* **掲載本文**
====================
着物は宝物/士乎路紬のお話 ~岩手県一関市 和とわ総本店 着付け教室~
こんにちは。一関市の「和とわ総本店」で着付け教室の講師をさせて頂いております藤江です。
10月になりました。近頃はめっきり肌寒く、身軽になってきているカレンダーを見ては「月日の過ぎ去るのが何故にこんなに早い」とため息をついたり独り言を漏らしたり…。
敬老の日の出来事
先日敬老の日、自治会で当祝者への記念品配布のお手伝いをさせていただいた時のことです。
80歳以上の大先輩のお宅にお伺いし、記念品をお渡しし、お祝いを申し上げるや否や
「あら、恵喜子ちゃん? 久しぶりだね。入って話し語りしていって。」
とマスクをしての訪問なのに認識して頂けたことに驚きました。
ある方は「恵喜子ちゃん何歳になった?」と聞いてきます。
「〇〇になったよ」と話すと「そんなになったの?」と驚かれてしまいました。
そう言うあなたも敬老の日の記念品をいただくくらいお年を重ねているのですよ、と私は心の中でつぶやきながら……。
父の同級生だったり、母の友達だったり、いまだに皆さんの中では私もまだまだ娘っ子のレベルなのでしょうね。
思い出話や近況を話していただいたりと、20分もあれば廻れるところを2時間近くもかかって帰宅。
田舎の近所ってすごく遠いんだなぁってつくづく感じてしまいました。
着物って「宝物」です
あるお宅のお母さんが、私が「和とわ」で着付け教室のお仕事をさせていただいていることを知って、
「あら、私ね、ずっと昔だけど高橋屋さんで着物つくったんだよ、立派なものだよ。今は新しいお店になって美味しいパン屋さんもやっているんだよね。」
====================
ポイント形式の注釈データ:
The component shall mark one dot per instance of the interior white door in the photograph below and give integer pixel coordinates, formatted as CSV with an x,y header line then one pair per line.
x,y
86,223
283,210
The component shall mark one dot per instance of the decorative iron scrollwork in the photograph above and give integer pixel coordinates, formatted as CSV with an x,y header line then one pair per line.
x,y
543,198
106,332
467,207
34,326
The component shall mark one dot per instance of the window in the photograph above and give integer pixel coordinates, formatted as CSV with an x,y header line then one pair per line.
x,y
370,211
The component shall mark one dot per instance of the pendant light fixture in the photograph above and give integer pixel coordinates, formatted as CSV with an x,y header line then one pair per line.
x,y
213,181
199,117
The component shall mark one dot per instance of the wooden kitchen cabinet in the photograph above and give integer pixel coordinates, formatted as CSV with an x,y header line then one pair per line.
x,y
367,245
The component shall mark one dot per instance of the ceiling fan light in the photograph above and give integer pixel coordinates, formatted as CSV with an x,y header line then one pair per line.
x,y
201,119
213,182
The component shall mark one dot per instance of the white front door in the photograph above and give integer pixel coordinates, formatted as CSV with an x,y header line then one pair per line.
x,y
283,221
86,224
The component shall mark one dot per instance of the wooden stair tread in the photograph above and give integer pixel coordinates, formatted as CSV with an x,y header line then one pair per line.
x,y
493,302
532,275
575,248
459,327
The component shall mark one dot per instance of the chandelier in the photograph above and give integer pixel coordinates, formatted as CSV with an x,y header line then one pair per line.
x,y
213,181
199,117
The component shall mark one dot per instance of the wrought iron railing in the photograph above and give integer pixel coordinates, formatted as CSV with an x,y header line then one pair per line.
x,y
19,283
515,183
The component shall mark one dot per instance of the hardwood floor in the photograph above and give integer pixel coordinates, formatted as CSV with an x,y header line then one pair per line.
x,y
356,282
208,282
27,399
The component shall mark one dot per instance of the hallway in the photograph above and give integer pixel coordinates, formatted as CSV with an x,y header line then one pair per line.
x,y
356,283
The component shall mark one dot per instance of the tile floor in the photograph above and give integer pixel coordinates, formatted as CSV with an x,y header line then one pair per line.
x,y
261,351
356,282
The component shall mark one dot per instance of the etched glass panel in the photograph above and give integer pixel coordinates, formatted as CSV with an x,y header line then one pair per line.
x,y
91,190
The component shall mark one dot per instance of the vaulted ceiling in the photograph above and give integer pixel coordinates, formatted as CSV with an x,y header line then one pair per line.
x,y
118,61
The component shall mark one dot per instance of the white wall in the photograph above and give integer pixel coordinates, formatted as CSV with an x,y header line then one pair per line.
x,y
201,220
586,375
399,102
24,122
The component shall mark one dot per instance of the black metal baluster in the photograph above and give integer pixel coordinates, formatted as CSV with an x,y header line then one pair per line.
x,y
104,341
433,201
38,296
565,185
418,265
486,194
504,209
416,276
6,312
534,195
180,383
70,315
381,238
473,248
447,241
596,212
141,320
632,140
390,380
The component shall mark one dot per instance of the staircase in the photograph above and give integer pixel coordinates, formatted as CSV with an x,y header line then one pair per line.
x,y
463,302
====================
* **取り組む課題**
a) 本文から、「10月になりました。近頃はめ」で始まり「心の中でつぶやきながら……。」に至るまでの部分を、一字一句変えずに書き出しなさい。
b) 本文によると、敬老の日に記念品を届けに伺ったのは何歳以上の方のお宅ですか。
上に示した項目は、ここでは一切用いません。

* **課題の解答**
a)
10月になりました。近頃はめっきり肌寒く、身軽になってきているカレンダーを見ては「月日の過ぎ去るのが何故にこんなに早い」とため息をついたり独り言を漏らしたり…。
敬老の日の出来事
先日敬老の日、自治会で当祝者への記念品配布のお手伝いをさせていただいた時のことです。
80歳以上の大先輩のお宅にお伺いし、記念品をお渡しし、お祝いを申し上げるや否や
「あら、恵喜子ちゃん? 久しぶりだね。入って話し語りしていって。」
とマスクをしての訪問なのに認識して頂けたことに驚きました。
ある方は「恵喜子ちゃん何歳になった?」と聞いてきます。
「〇〇になったよ」と話すと「そんなになったの?」と驚かれてしまいました。
そう言うあなたも敬老の日の記念品をいただくくらいお年を重ねているのですよ、と私は心の中でつぶやきながら……。

b) 80歳以上の方のお宅です。